[Start of Passage shown]

A weird thought

I had a weird thought the other night. There are a couple of programming tasks on my massive “to do” list that I figured I’d power through in the first few months of retirement before I started spending hours and hours alternating between training in my kayak and touring on bikes with my wife.

Well, life doesn’t always work out the way you intended and none of my todo items has been checked off because the pain that last year made it uncomfortable to sit for too long, and which was just on the “barely tolerable” end of things by the end of a normal length kayak race has now progressed to absolutely intolerable for even short stints at a desk chair or kayak. I’ve spent about 15 minutes total all winter in my erg, and haven’t even put my kayaks in the water. Normally by this time of the year I’d have 30 or 40 hours on the erg and about the same on the water. And I limit my sitting at my desk chair to short periods to deal with bills and paying taxes and the like. Even the library easy chairs are uncomfortable verging on painful these days.

But back to my weird thought. I have a new iPad. I can’t afford a new laptop. So I was thinking that for those programming tasks, what I might try is to install “code-server”, which is a hosted version of Visual Studio Code, on my linux server. This gives you the full power of a pretty extensive IDE available through an iPads web browser. I could try coding up one of those projects using that, maybe using the git integration to push the app to a free heroku instance for testing and debugging. I wonder if that’s doable?

Well, in order to find out, first I’d have to install code-server and make it available through my web server. Oh, what’s this, it appears you need to use nginx as your web server rather than Apache to do that. Well, no problem, I’ve been intending to make that switch to make it easier to use LetsEncrypt to put everything behind https like I should have years ago. Oh wait, one of my sites uses Perl fastcgi. Looks like there’s some extra hoops you have to jump through to configure that. And also convert all my .htacess files into clauses in the nginx configuration files.

[End of Passage shown]
[Start of Data listing]

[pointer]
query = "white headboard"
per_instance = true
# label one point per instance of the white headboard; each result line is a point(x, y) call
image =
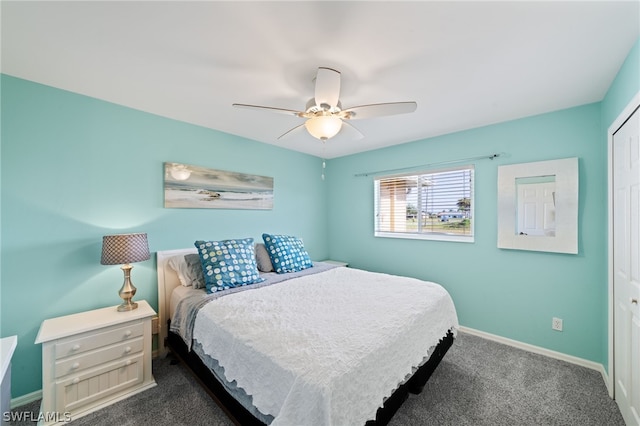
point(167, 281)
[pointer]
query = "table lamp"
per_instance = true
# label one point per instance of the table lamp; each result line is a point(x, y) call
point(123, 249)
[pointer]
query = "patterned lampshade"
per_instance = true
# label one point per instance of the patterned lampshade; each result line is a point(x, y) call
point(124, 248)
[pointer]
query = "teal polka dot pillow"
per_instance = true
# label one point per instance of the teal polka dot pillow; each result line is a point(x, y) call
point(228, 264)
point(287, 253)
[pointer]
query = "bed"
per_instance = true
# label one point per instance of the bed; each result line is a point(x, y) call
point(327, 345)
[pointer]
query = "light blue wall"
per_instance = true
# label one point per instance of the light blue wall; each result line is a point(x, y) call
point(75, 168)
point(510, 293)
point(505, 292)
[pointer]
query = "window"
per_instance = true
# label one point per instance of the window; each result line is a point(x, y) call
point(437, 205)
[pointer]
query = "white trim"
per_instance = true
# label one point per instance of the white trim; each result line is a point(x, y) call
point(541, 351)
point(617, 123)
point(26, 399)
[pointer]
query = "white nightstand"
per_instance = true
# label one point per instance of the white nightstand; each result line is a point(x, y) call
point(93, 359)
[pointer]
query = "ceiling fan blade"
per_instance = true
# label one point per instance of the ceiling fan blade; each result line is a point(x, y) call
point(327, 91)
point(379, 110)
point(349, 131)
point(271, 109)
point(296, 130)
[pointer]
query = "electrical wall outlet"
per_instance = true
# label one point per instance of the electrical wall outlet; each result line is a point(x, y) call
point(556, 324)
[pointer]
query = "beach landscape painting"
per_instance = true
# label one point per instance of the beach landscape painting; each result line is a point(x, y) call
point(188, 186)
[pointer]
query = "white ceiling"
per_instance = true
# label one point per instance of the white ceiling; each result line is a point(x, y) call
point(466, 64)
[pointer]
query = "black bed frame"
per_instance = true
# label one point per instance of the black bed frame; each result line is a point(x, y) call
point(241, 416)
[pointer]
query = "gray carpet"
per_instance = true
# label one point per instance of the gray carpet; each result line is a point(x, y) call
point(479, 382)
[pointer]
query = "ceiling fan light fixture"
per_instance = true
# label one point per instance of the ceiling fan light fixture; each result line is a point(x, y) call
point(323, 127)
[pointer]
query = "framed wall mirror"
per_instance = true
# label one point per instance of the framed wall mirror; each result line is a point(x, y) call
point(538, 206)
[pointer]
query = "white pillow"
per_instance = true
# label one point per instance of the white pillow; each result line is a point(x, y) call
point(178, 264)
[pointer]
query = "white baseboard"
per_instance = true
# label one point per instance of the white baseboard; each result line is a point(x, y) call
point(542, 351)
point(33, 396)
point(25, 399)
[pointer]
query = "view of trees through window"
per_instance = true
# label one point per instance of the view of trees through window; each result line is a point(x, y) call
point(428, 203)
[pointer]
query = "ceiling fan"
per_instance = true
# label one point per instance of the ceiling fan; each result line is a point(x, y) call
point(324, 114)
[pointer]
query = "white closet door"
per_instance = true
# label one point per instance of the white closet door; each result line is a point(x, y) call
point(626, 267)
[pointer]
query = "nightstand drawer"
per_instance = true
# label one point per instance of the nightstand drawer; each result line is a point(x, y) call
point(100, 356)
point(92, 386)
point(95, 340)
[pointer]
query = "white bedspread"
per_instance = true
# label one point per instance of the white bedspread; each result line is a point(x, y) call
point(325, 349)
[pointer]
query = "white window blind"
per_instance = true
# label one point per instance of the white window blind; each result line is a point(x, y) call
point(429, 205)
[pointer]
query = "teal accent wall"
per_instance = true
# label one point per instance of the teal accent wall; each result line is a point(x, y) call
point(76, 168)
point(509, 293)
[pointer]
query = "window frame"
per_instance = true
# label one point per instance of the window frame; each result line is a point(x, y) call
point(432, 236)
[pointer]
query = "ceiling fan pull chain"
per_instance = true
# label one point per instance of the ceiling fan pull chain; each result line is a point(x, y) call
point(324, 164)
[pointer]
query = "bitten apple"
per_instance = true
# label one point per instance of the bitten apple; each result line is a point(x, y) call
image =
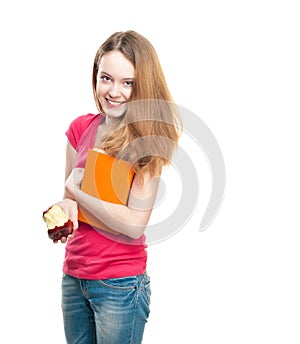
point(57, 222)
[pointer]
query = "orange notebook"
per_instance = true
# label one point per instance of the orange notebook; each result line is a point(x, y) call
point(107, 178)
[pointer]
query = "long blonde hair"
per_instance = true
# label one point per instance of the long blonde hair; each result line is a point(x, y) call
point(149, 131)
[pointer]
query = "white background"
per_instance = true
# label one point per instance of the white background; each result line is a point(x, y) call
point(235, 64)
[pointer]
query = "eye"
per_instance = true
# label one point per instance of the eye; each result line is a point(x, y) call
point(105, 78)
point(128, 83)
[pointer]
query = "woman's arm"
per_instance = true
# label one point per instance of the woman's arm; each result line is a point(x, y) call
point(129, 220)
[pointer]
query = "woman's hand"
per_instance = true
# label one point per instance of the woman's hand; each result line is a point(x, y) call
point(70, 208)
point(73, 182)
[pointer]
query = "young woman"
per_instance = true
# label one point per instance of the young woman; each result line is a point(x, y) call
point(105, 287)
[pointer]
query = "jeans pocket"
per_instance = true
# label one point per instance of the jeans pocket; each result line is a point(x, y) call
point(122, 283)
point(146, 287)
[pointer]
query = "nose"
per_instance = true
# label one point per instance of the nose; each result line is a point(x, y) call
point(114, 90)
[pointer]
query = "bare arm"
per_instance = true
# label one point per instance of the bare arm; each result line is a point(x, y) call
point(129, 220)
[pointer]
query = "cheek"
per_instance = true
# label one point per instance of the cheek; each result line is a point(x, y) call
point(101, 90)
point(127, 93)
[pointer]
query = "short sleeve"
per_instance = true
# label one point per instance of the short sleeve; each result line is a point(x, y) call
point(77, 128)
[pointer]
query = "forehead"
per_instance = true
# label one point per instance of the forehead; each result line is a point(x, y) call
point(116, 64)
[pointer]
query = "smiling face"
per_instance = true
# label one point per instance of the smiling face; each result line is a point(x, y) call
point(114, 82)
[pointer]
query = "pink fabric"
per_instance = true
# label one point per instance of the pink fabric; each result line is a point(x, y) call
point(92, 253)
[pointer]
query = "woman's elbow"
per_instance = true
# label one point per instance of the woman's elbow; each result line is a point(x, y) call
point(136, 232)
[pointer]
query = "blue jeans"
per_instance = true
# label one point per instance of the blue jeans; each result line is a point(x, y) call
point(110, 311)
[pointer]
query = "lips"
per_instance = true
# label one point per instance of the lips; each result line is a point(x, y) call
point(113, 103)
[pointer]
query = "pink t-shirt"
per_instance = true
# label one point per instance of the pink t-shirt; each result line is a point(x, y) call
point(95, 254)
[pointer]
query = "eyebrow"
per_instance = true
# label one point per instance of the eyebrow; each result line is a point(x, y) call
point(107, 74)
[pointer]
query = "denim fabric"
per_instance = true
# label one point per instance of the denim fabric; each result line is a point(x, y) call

[End of Data listing]

**Stated task A**: Decide whether each statement below agrees with the code-server post, answering yes or no and quoting the words of the post that settle it: (i) The writer has already put the kayaks in the water this winter. (ii) code-server is a hosted version of Visual Studio Code. (iii) One of the writer's sites uses Perl fastcgi.
**Stated task B**: Reproduce everything in the code-server post from "But back to" down to "if that’s doable?".
Rely on the code-server post alone.

**Final result A**:
(i) No: "haven’t even put my kayaks in the water"
(ii) Yes: "“code-server”, which is a hosted version of Visual Studio Code"
(iii) Yes: "one of my sites uses Perl fastcgi"

**Final result B**:
But back to my weird thought. I have a new iPad. I can’t afford a new laptop. So I was thinking that for those programming tasks, what I might try is to install “code-server”, which is a hosted version of Visual Studio Code, on my linux server. This gives you the full power of a pretty extensive IDE available through an iPads web browser. I could try coding up one of those projects using that, maybe using the git integration to push the app to a free heroku instance for testing and debugging. I wonder if that’s doable?